Records to use -
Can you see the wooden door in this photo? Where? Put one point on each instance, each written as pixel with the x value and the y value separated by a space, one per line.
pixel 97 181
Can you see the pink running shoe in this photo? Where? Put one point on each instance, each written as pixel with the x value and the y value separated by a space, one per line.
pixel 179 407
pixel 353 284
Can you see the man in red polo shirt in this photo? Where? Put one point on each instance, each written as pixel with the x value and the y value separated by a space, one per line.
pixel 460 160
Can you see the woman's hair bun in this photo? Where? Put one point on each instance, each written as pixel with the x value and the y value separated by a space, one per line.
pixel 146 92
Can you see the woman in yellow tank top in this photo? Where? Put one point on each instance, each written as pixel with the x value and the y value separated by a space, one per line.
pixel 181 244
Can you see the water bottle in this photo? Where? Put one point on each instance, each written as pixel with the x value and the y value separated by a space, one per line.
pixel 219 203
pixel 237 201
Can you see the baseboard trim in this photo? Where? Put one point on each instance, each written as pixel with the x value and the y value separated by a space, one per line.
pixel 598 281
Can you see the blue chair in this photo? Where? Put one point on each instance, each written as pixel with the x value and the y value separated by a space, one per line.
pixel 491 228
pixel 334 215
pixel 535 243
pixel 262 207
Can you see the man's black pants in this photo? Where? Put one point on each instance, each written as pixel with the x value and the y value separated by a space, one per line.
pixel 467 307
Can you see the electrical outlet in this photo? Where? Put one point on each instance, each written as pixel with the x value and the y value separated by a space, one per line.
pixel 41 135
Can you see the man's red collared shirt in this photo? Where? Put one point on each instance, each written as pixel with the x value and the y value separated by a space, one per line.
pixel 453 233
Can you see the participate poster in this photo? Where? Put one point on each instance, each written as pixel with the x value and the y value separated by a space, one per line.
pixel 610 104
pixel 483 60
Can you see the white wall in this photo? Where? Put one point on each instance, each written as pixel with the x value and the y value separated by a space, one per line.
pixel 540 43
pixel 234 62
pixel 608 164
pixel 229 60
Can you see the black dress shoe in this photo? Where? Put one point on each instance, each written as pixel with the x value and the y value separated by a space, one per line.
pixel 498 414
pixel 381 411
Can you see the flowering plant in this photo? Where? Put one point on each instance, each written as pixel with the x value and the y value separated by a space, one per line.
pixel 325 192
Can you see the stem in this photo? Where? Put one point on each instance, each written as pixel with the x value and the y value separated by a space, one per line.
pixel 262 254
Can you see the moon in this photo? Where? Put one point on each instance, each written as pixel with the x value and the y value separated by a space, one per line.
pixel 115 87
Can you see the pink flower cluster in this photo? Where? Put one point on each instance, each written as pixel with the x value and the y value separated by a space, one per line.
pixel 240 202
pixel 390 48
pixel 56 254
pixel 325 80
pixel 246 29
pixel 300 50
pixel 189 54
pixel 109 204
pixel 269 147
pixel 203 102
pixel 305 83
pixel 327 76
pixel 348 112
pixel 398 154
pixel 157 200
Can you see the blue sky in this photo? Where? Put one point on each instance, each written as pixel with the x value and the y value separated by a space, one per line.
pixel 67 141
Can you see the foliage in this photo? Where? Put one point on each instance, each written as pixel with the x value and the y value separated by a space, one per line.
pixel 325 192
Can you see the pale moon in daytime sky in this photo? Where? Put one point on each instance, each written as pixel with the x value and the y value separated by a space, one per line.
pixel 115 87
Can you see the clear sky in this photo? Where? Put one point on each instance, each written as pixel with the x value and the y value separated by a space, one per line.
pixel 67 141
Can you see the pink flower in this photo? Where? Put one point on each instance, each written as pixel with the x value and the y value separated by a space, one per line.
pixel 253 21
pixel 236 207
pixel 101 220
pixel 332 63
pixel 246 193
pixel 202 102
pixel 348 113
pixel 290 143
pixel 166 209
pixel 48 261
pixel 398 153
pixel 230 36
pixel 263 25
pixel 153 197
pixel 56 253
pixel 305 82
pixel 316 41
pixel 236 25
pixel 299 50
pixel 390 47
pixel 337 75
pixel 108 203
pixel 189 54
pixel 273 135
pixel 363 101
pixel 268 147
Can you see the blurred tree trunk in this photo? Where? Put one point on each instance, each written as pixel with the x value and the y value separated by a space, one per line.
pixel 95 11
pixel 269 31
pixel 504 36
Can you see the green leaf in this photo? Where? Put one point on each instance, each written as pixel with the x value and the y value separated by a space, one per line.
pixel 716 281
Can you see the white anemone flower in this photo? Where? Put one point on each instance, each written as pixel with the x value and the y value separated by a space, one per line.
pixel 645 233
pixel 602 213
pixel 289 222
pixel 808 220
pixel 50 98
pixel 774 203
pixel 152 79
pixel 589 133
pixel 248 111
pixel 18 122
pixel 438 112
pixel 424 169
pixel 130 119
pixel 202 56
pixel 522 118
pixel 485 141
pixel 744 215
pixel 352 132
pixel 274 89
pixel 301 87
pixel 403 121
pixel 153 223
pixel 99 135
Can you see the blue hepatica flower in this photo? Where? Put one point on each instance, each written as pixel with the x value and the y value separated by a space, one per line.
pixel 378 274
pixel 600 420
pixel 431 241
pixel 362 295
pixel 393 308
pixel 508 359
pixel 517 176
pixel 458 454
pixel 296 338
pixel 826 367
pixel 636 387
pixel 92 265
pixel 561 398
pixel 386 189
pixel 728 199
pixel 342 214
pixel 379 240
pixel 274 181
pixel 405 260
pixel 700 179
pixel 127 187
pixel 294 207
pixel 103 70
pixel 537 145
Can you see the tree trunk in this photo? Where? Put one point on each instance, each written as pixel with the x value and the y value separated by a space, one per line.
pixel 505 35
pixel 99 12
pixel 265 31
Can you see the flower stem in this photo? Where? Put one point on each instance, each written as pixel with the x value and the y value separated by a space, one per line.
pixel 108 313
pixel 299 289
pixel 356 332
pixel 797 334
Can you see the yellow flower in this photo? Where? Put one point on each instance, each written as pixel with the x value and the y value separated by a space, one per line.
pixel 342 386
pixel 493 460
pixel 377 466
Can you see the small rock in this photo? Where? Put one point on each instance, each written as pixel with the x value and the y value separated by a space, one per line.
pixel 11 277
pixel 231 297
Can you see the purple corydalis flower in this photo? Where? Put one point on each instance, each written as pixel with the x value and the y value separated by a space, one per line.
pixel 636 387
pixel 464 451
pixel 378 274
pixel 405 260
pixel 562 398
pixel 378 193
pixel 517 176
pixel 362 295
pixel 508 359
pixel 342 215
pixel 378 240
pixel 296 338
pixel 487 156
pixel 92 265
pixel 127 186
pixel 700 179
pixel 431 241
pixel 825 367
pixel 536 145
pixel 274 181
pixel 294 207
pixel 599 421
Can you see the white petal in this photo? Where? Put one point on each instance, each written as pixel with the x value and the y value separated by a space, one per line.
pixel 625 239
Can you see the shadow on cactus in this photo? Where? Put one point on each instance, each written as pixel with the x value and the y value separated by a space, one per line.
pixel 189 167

Directions for this task -
Once the records end, copy them all again exactly.

Exercise response -
Can you see the wooden door in this photo? Where? Put one point on each instance, each written as pixel with the x value and the y value separated by a space, one per line.
pixel 97 181
Can you see the pink running shoe in this photo? Where? Put one point on each instance, each written as pixel with the x value and the y value separated by a space, one per line.
pixel 179 407
pixel 353 284
Can you see the man in red polo shirt in this photo? Where? Put one point on each instance, each written as pixel with the x value and the y value separated by a space, one per line.
pixel 460 160
Can you see the woman's hair bun in this photo? Where? Put one point on each instance, each written as pixel with the x value and the y value separated by a space, one per line.
pixel 146 92
Can you see the woman in yellow tank top in this photo? Where? Put one point on each instance, each written as pixel with the x value and the y value separated by a space, one per line.
pixel 181 244
Can you see the water bottle in this photo? Where? Put one point on each instance, each written as pixel with the x value and the y value separated by a space, one per line.
pixel 219 203
pixel 237 201
Can you see the baseboard trim in this photo? Where? Put one point on each instance, each written as pixel with the x value and the y value separated by a space, one per line.
pixel 598 281
Can you see the blue chair in this photo? Where? Put one point on each instance, each written as pixel with the x value and the y value separated by a space, one per line.
pixel 491 228
pixel 334 215
pixel 535 243
pixel 262 207
Can you see the man's black pants in this photo? Where? Put one point on each instance, each written as pixel with the x value and the y value separated by a space, one per line.
pixel 467 307
Can you see the electrical outlet in this photo? Where? Put one point on each instance, each written as pixel with the x value and the y value separated by a space, one per line.
pixel 41 135
Can you see the man's red collared shirt in this photo? Where? Put one point on each instance, each written as pixel with the x value and the y value separated by a space, one per line.
pixel 453 233
Can you see the participate poster in this photo? Where? Put one point on each instance, each written as pixel with the x value and the y value separated by a space, one per line.
pixel 610 104
pixel 483 60
Can you see the white wall in this photo? Where? Put one point on each instance, each written as pixel with the x value and the y value separated by a space, one per line.
pixel 540 43
pixel 234 62
pixel 608 164
pixel 229 60
Can you see the black dress shoe in this photo? Where? Put one point on each instance, each written as pixel with the x value and the y value separated by a space, one per line.
pixel 498 414
pixel 381 411
Can you see the flowering plant in this photo? Where? Put one point on each instance, each written as pixel with the x value and the y value separated by a space, one per line.
pixel 325 192
Can you see the stem in this photo? Where? Put one point on each instance, each written as pixel with the x value and the y value separated by a space, one per line.
pixel 262 254
Can you see the moon in this photo? Where? Put one point on each instance, each written as pixel with the x value and the y value separated by a space, one per line.
pixel 115 87
Can you see the pink flower cluster in this photo? Where? Put one point on each instance, each written as pixel with the x value and the y value separated by a space, one per line.
pixel 240 202
pixel 390 48
pixel 56 254
pixel 325 80
pixel 246 29
pixel 300 50
pixel 189 54
pixel 109 204
pixel 269 147
pixel 203 102
pixel 305 83
pixel 327 76
pixel 348 112
pixel 398 154
pixel 157 200
Can you see the blue sky in this photo? Where? Put one point on each instance, each written as pixel with the x value and the y value separated by a space, one per line.
pixel 67 141
Can you see the foliage in this photo? Where? Put one point on each instance, each written as pixel with the x value and the y value separated by a space, one per line.
pixel 325 192
Can you see the pale moon in daytime sky in this photo? Where? Put one point on each instance, each written as pixel with the x value and the y value separated by a space, one per line.
pixel 115 87
Can you see the clear sky in this photo? Where? Put one point on each instance, each written as pixel with the x value and the y value separated by a space, one per line.
pixel 67 141
Can you see the pink flower in this photo? Where? Put one point on each instance, each written as pixel with the x value and the y value separated by a space, one per line.
pixel 253 21
pixel 236 207
pixel 101 220
pixel 332 63
pixel 246 193
pixel 202 102
pixel 348 113
pixel 290 143
pixel 166 209
pixel 48 261
pixel 398 153
pixel 230 36
pixel 263 25
pixel 153 197
pixel 56 253
pixel 305 82
pixel 316 41
pixel 236 25
pixel 299 50
pixel 390 47
pixel 337 75
pixel 108 203
pixel 189 54
pixel 273 135
pixel 363 101
pixel 268 147
Can you see the blurred tree trunk in this photo? Where? Put one point on each instance, each written as pixel with the x value and the y value separated by a space, one per line.
pixel 95 11
pixel 269 31
pixel 504 36
Can you see the green leaf in this photo? Where? Put one point on each instance, each written as pixel with the x value and the y value separated by a space, one per line.
pixel 716 281
Can you see the white anemone flower in this photo? Where? Put one point on each instance, each written as pixel with the x value and the y value separated by a space, one per line.
pixel 645 233
pixel 602 213
pixel 289 222
pixel 808 220
pixel 50 98
pixel 774 203
pixel 152 79
pixel 589 133
pixel 248 111
pixel 18 122
pixel 438 112
pixel 424 169
pixel 130 119
pixel 202 56
pixel 522 118
pixel 485 141
pixel 744 215
pixel 352 132
pixel 274 89
pixel 301 87
pixel 403 121
pixel 153 223
pixel 99 135
Can you see the blue hepatica flower in this photo? Where? Put one point on each instance, each written as pixel with the x value and the y value separated by a space, one per line.
pixel 378 274
pixel 600 420
pixel 431 241
pixel 362 295
pixel 393 308
pixel 508 359
pixel 517 176
pixel 458 454
pixel 296 338
pixel 826 367
pixel 636 387
pixel 92 265
pixel 561 398
pixel 386 189
pixel 728 199
pixel 342 214
pixel 379 240
pixel 274 181
pixel 405 260
pixel 700 179
pixel 127 187
pixel 294 207
pixel 103 70
pixel 537 145
Can you see the tree trunk in this photo? Where? Put one point on each instance, each written as pixel with the x value and the y value separated by a space, one per line.
pixel 505 35
pixel 99 12
pixel 265 31
Can you see the flower stem in this photo? Where? Put one point on each instance, each written as pixel with the x value and the y value separated by a space, one per line.
pixel 108 313
pixel 299 289
pixel 356 332
pixel 797 334
Can you see the yellow flower in this photo? Where? Put one point on each instance, each written as pixel with the x value and the y value separated by a space, one per line.
pixel 342 386
pixel 493 460
pixel 377 466
Can you see the small rock in this photo? Where? Put one point on each instance, each written as pixel with the x value and the y value separated by a space, one per line.
pixel 11 277
pixel 231 297
Can you see the purple corydalis flower in this photo? Where? Put one point on each instance, each written as pixel with the x value and the y value separated by a space, one per line.
pixel 636 387
pixel 464 451
pixel 378 274
pixel 405 260
pixel 562 398
pixel 378 193
pixel 517 176
pixel 362 295
pixel 508 359
pixel 342 215
pixel 378 240
pixel 296 338
pixel 487 156
pixel 92 265
pixel 127 186
pixel 700 179
pixel 431 241
pixel 825 367
pixel 536 145
pixel 274 181
pixel 294 207
pixel 599 421
Can you see the white petal in this photo? Where? Put one point on each instance, each written as pixel with the x value and the y value separated by a space, one per line.
pixel 625 239
Can you see the shadow on cactus in this photo? Where? Put one point on each instance, each written as pixel with the x value and the y value separated by a space, one per line.
pixel 189 167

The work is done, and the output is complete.